第57回マンスリーコロキウム議事録
開催日時 2021年11月18日(木) 12時30分~15時40分
実施方法 ZOOMによるオンライン方式
参加者 会員約30名(途中入退出あり)
講演次第 第1講演 12時30分~14時 『無人航空機に係わる航空法の概要と環境整備に向けた取組』 国土交通省 航空局次世代モビリティ企画室 課長補佐(統括) 甲斐 健太郎氏 第2講演 14時10分~16時 『フィジカルインターネット時代に向けたシームレスな共同配送トレース』 株式会社LOZI CEO Martin Roberts(渡邊 重雄)氏
司会・進行 早稲田大学総合研究機構次世代ロジスティクス研究所 招聘研究員兼事務局長 岩間 正春氏
議事録作成:運営支援者 森 和彦
第57回(2021年11月18日開催)マンスリーコロキウム感想
早稲田大学名誉教授 髙橋 輝男
1. 無人航空機に関わる航空法の概要と環境整備に向けた取組み 国交省 甲斐健太郎先生
人々の活動は動きを伴って成長する。荷を担ぐ人の歩行から台車、やがて機械的な動力を生かして、自動車、機関車、電車が生まれ、それが生んだ文化が発展した。例えば、地表の移動の実機はイギリス・マンチェスターの博物館に展示されていたが、そこには電車までで、航空機は見られなかった。その後の空間移動は明らかに次元が異なるものであった。スイスで航空機の博物館を見たが、小規模で空中から機体が吊り下げられていたように記憶している。
その後、航空機は第二次大戦を通して進歩した。私にはB29に空襲された悲しい思い出しかない。やがてシアトルのボーイング工場でJALのジャンボジェット1号機の組立を見た。もちろん、これは有人飛行機であった。
その後の航空機の知見は、今回の講演を聞くまで私にはほとんどなかった。しかも今日の主
題は先進的な無人航空機についてであった。ドローンが中心ではあったが、その歴史は物流にとっては決して長いものではなかった。私は貧弱な知識で講演に臨んだ。
無人航空機については、その規制の変遷、登録制度、機体認証、技能証明制度など基本の説明があった。さらにドローン情報基盤とその維持の創設は無人航空機のキーとなる話題であった。それらについて丁寧な解説があった。
全体の感想として、いくつか述べておきたい。
1. ドローンの活用とそのシステムの正常性について、多くの人はドローンが人や物を、障害を越えて運ぶ便宜を社会に提供するツールとして理解している。しかし、かつてNYで貿易センタービルに飛び込んだように、飛行機をテロの道具として使うこともあった。また中東ではドローンで要人を殺戮したこともあったと聞く。システムは正常な好ましい社会を対象とするだけでなく、望ましくない面での対応も考えておかねばならない。例えばテロ、戦闘という環境である。
2. ドローンを扱う人はイザという時に機械のように正確には仕事をできないことがある。逆に、どうして良いかわからず立往生することもある。こうした人間の特性についての配慮が必要である。

利用可能なデータ:
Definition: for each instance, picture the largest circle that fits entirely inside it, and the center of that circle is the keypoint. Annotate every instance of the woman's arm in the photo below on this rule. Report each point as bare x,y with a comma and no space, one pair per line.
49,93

課題一覧:
1. コロキウム議事録で、無人航空機について「基本の説明」として挙げられている事項は何ですか。すべて答えてください。
2. コロキウム議事録の「第57回マンスリーコロキウム議事録」から「た。もちろん、これは有人飛行機であった。」までを、一字も変えずにすべて書き写してください。
3. コロキウム議事録の感想は最後の文で途切れています。その次から文章を再開して書き継いでください。

解答一覧:
1. 規制の変遷、登録制度、機体認証、技能証明制度

2.
第57回マンスリーコロキウム議事録
開催日時 2021年11月18日(木) 12時30分~15時40分
実施方法 ZOOMによるオンライン方式
参加者 会員約30名(途中入退出あり)
講演次第 第1講演 12時30分~14時 『無人航空機に係わる航空法の概要と環境整備に向けた取組』 国土交通省 航空局次世代モビリティ企画室 課長補佐(統括) 甲斐 健太郎氏 第2講演 14時10分~16時 『フィジカルインターネット時代に向けたシームレスな共同配送トレース』 株式会社LOZI CEO Martin Roberts(渡邊 重雄)氏
司会・進行 早稲田大学総合研究機構次世代ロジスティクス研究所 招聘研究員兼事務局長 岩間 正春氏
議事録作成:運営支援者 森 和彦
第57回(2021年11月18日開催)マンスリーコロキウム感想
早稲田大学名誉教授 髙橋 輝男
1. 無人航空機に関わる航空法の概要と環境整備に向けた取組み 国交省 甲斐健太郎先生
人々の活動は動きを伴って成長する。荷を担ぐ人の歩行から台車、やがて機械的な動力を生かして、自動車、機関車、電車が生まれ、それが生んだ文化が発展した。例えば、地表の移動の実機はイギリス・マンチェスターの博物館に展示されていたが、そこには電車までで、航空機は見られなかった。その後の空間移動は明らかに次元が異なるものであった。スイスで航空機の博物館を見たが、小規模で空中から機体が吊り下げられていたように記憶している。
その後、航空機は第二次大戦を通して進歩した。私にはB29に空襲された悲しい思い出しかない。やがてシアトルのボーイング工場でJALのジャンボジェット1号機の組立を見た。もちろん、これは有人飛行機であった。

3.
3. 都市計画において、人と機械の分担をすべきである。
4. 長期にわたる経済計算を怠りなく行うこと。政治的な人気取りではシステムは定着しない。
新しい分野だけに、試行錯誤的にやってみて、アイディアを出すチャンスが多いだけにフレキシブルな発想をすべきだろう。
2.フィジカルインターネット時代に向けたシームレスな共同配送トレース
LOZI Martin Roberts(渡辺重雄)先生
先日、ある講演会でフィジカルインターネットという語を聞いた。すでに公的な研究会が組織化されており、ロジスティクスの未来型としての会合であった。だがこの言葉がいかにして生まれたのか私は知らなかった。家に潜っている間に、世間では新しい動きが着々と進んでいたのかと焦った。巣ごもり勉強法では、やはり世の中から遅れてしまうのかと反省した。コロナの影響か?コロナによる怠惰がこんなところにもと思った。
私はかつて汐留の鉄道貨物駅で、貨車を連ねて東北方面に荷を送るため、パレットを使ったユニットロードにどのような振動が伝わるかを調べたことがあった。いろいろ工夫したが、今回の講演を聞いて、当然のことながら今ならもっと上手に全体をモデル化する技術があったのではないかと考えさせられた。あの時は振動を計るのに、歯科医が歯の噛み合わせを計るのに使った紙を荷の間に挟んでサプライチエーンの動的特性を把握した。時代の流れを思
い出した。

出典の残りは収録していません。